# Information supplied
++++++++++++++++++++
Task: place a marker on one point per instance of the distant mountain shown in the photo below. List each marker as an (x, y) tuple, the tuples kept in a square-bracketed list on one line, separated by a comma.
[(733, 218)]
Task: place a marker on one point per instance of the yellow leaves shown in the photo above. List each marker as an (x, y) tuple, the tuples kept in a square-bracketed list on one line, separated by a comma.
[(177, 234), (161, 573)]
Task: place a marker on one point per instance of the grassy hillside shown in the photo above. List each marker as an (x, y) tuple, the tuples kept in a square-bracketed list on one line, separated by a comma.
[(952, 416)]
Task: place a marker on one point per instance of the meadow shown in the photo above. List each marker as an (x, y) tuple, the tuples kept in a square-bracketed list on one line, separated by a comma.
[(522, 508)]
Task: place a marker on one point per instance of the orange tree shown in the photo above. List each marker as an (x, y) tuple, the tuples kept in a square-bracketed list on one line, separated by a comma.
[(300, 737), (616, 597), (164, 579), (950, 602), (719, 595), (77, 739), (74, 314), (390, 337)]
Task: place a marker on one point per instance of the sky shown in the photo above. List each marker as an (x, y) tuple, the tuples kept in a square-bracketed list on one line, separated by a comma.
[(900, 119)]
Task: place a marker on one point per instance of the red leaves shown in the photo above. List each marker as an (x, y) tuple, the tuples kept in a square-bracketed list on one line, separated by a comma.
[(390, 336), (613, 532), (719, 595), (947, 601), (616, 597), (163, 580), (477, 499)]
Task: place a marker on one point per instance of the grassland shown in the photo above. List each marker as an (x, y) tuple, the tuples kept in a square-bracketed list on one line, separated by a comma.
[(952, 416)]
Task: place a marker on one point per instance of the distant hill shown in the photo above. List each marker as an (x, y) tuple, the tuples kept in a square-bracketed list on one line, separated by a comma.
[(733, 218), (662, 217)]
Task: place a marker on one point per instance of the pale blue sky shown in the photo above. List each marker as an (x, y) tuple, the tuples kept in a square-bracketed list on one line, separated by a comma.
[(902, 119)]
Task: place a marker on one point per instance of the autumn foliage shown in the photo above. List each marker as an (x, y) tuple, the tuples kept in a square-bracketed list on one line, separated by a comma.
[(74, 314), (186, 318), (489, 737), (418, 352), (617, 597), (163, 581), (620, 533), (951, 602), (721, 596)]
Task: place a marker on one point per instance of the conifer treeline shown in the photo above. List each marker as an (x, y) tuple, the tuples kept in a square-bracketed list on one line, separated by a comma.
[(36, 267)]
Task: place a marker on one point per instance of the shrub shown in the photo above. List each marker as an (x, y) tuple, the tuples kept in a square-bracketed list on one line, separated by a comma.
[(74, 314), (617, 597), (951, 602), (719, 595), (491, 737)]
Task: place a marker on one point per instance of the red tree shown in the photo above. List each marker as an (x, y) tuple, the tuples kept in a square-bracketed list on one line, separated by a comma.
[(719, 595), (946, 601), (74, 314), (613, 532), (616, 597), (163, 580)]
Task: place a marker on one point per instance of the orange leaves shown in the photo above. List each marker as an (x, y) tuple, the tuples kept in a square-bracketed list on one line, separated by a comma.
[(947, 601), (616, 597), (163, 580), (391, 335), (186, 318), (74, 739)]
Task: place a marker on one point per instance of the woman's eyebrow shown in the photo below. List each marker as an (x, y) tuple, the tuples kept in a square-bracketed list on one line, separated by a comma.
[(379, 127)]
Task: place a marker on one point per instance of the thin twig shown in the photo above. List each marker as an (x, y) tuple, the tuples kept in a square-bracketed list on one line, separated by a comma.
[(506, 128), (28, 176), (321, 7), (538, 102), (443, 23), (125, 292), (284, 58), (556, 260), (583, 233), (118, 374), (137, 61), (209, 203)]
++++++++++++++++++++
# Written instruction
Change every "marker" in the material above to "pin", keeping all other text the same.

# Solution
Task: place a pin on one point per instance of the distant mountain shown in the photo below. List each pin as an (x, y) tuple, the tuples kept in a square-bracketed list on one line, separated by a comma.
[(733, 218)]
Task: place a pin on one point per instance of the yellow leaves shown in the photo above. List each pin as an (x, y) tuple, the tuples kept in a square-bracketed list on one line, separated by a comma.
[(177, 234), (161, 573)]
Task: place a pin on one point per instance of the grassy hillside shown in the photo above. List each pin as an (x, y) tuple, the tuples kept in a square-bracketed list on one line, separated by a comma.
[(952, 416)]
Task: place a pin on one point per instance of the meadow shown in the photo above. List each pin as an (x, y) tuple, the tuples kept in a square-bracketed list on one line, separated by a comma.
[(522, 508)]
Task: place a pin on one point per instance of the orange tree shown in the photo above. List each pin as an (x, y) tuple, the tuples kept in a square-bracketed list on one line, separated by a comma.
[(300, 737), (616, 597), (164, 579), (950, 602), (719, 595), (77, 739), (74, 314), (390, 337)]
Task: place a pin on one point per instance of the sky shown in the photo above. List each pin as an (x, y) tuple, the tuples kept in a square-bracketed list on one line, separated by a comma.
[(900, 119)]
Task: place a pin on one point per instance of the red leaves shown in the photo above. List each pin as an (x, y) tuple, the tuples kept in a square-bracketed list on one line, separated by a comma.
[(390, 336), (613, 532), (719, 595), (947, 601), (616, 597), (163, 580), (477, 499)]
Task: place a pin on one point per instance of the grassland shown in the photo above. List each pin as an (x, y) tuple, the tuples kept in a square-bracketed list on one line, separated by a comma.
[(952, 416)]
Task: place a pin on one point per instance of the distant hill shown in the photo above. List each pin as an (x, y) tuple, the tuples kept in a square-bracketed list on one line, separated by a comma.
[(733, 218), (662, 217)]
Task: place a pin on one point per instance of the pale blue sky shown in the photo above. List each pin as an (x, y) tuple, the tuples kept in a square-bracketed list on one line, separated by a comma.
[(902, 119)]
Task: place a pin on one point per instance of the autumn foliage shown in the photo above. List each pin as an (x, y) tuple, the tuples kept in a square-bracketed list on one line, separated by a comma.
[(74, 314), (186, 318), (489, 737), (418, 352), (617, 597), (163, 581), (620, 533), (951, 602), (721, 596)]
Task: place a pin on one point per instance of the conifer treeline shown in the photo above. List each pin as an (x, y) tuple, the tuples kept in a square-bracketed list on one line, separated by a comma.
[(36, 267)]
Task: place a pin on one point per instance of the shrub shown in the photo above. List each pin as an (x, y) tuple, the tuples kept in a square-bracketed list on one line, separated by a comma.
[(74, 314), (617, 597), (951, 602), (719, 595), (491, 737)]
Task: place a pin on one point per instance of the red tree shown in the photo above. List each pin as an (x, y) tuple, the tuples kept in a square-bracketed list on one line, separated by a comma.
[(719, 595), (946, 601), (74, 314), (613, 532), (616, 597), (163, 580)]
Task: place a pin on one point per instance of the orange leaves shown in the photo above. List each pin as an (x, y) tuple, the tuples kept in a square-bracketed list on one line, separated by a comma.
[(947, 601), (616, 597), (163, 580), (391, 335), (186, 318), (74, 739)]
Task: place a pin on one point per instance of the woman's eyebrow shown in the photo below. List each pin as an (x, y) tuple, the tuples kept in a square-bracketed list on one line, separated by a comma.
[(379, 127)]
Task: place a pin on one point per instance of the thin twig shown in the photo above. List each pin as an (x, y) tuple, the tuples kept in a square-bracketed list on one line, separated by a comma.
[(506, 128), (28, 176), (321, 7), (538, 102), (443, 23), (125, 292), (284, 58), (556, 260), (583, 233), (118, 374), (137, 61), (209, 203)]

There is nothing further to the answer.